## GOAL:
Can you pick up the text on the gWQS package after its last line and keep it going?

## DOCUMENT PASSAGE:
====================

The gWQS package extends WQS regression to applications with continuous and categorical outcomes and implements the random subset WQS and the repeated holdout WQS. In practical terms, the primary outputs of an analysis are the parameter estimates and significance tests for the overall index effect of predictor variables, and the estimated weights assigned to each predictor, which identify the relevant contribution of each variable to the relationship between the WQS index and the outcome variable.

For additional theoretical background on WQS regression and its extensions, see the references provided below.

2 How to use the gWQS package

The main functions of the gWQS package are gwqs and gwqs_multinom. The first extends WQS regression to applications with continuous, categorical and count outcomes; the second extends WQS regression to applications with categorical outcomes with more than 2 non-ordinal categories while both functions include the option rs that allows to apply a random subset implementation of WQS and the argument rh that if set greater than 1 implements a repeated holdout validation procedure. In this vignette we will only show the application of WQS to a continuous outcome. We created the wqs_data dataset (available once the package is installed and loaded) to show how to use this function. These data reflect 59 exposure concentrations simulated from a distribution of 34 PCB exposures and 25 phthalate biomarkers measured in subjects participating in the NHANES study (2001-2002). Additionally, 8 outcome measures were simulated applying different distributions and fixed beta coefficients to the predictors. In particular y and yLBX were simulated from a normal distribution, ybin and ybinLBX from a binomial distribution, ymultinom and ymultinomLBX from a multinomial distribution and ycount and ycountLBX from a Poisson distribution. The sex variable was also simulated to allow to adjust for a covariate in the model (see the wqs_data help page for more details). This dataset can thus be used to test the gWQS package by analyzing the mixture effect of the simulated chemicals on the different outcomes, with adjustments for covariates.

2.1 Example

2.1.1 Step 1

Following the algorithm proposed in Renzetti et al. (2023) we start fitting a WQS regression with two indices, one exploring the positive and the second exploring the negative direction specifying the terms pwqs and nwqs, respectively. We also opted for the repeated holdout validation procedure to get more stable results. The following script calls a WQS model for a continuous outcome using the function gwqs that returns an object of class gwqs; the three functions gwqs_barplot, gwqs_scatterplot and gwqs_fitted_vs_resid allows to plot the figures shown in figure 2.1:

library(gWQS)
## Welcome to Weighted Quantile Sum (WQS) Regression.
## If you are using a Mac you have to install XQuartz.
## You can download it from: https://www.xquartz.org/
library(ggplot2)
library(knitr)
library(kableExtra)
library(reshape2)

====================

## INFORMATION SHOWN:

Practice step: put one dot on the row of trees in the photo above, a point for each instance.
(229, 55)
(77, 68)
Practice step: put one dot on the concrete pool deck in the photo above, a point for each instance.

====================

## SOLVED PROBLEM:
# we save the names of the mixture variables in the variable "PCBs"
PCBs <- names(wqs_data)[1:34]
# we run the model and save the results in the variable "results2i"
results2i <- gwqs(yLBX ~ pwqs + nwqs, mix_name = PCBs, data = wqs_data, 
                  q = 10, validation = 0.6, b = 5, b1_pos = TRUE, rh = 5,
                  family = "gaussian", seed = 2016)

This WQS model tests the relationship between our dependent variable, y, and a WQS index estimated from ranking exposure concentrations in deciles (q = 10); in the gwqs formula the wqs (when we want to build a single index) or the pwqs and nwqs (when we want to build a double index) terms must be included as if they were present in the dataset. The data were divided in 40% of the dataset for training and 60% for validation (validation = 0.6) and we repeated this split procedure 5 times (rh = 5), and 5 bootstrap samples (b = 5) for parameter estimation were assigned (in practical applications we suggest at least 100 repeated holdout validation and 100 bootstrap samples to be used). We first examined a bidirectional association including both the positive (pwqs) and negative (nwqs) indices. We linked our model to a gaussian distribution to test for relationships between the continuous outcome and exposures (family = "gaussian", other families available within the gwqs function are "binomial", "poisson", "quasipoisson" and "negbin" while the function gwqs_multinom allows to fit a WQS regression for multinomial outcomes), and fixed the seed to 2016 for reproducible results (seed = 2016).

To test the statistical significance of the association between the variables in the model, the following code has to be run as for a classical R regression function:

summary(results2i)
## 
## Call:
## gwqs(formula = yLBX ~ pwqs + nwqs, data = wqs_data, mix_name = PCBs, 
##     rh = 5, b = 5, b1_pos = TRUE, q = 10, validation = 0.6, family = "gaussian", 
##     seed = 2016)
## 
## 
## Coefficients:
##             Estimate Std. Error    2.5 % 97.5 %
## (Intercept) -4.58713    0.32556 -5.22523 -3.949
## pwqs         1.10822    0.10478  0.90286  1.314
## nwqs        -0.06928    0.05128 -0.16979  0.031
## 
## (Mean dispersion parameter for gaussian family taken to be 1.194416)
## 
##     Mean null deviance: 633.40  on 301  degrees of freedom
## Mean residual deviance: 352.68  on 299  degrees of freedom
## 
## Mean AIC:  902.91

From this output we can observe a statistically significant association in the positive (\(\beta\) = 1.108 95%CI 0.903, 1.314) but not in the negative direction (\(\beta\) = -0.069 95%CI -0.170, 0.031). We can also draw some useful plots using the following secondary functions built in the gWQS package:

# bar plot
gwqs_barplot(results2i)
# scatter plot y vs wqs
gwqs_scatterplot(results2i)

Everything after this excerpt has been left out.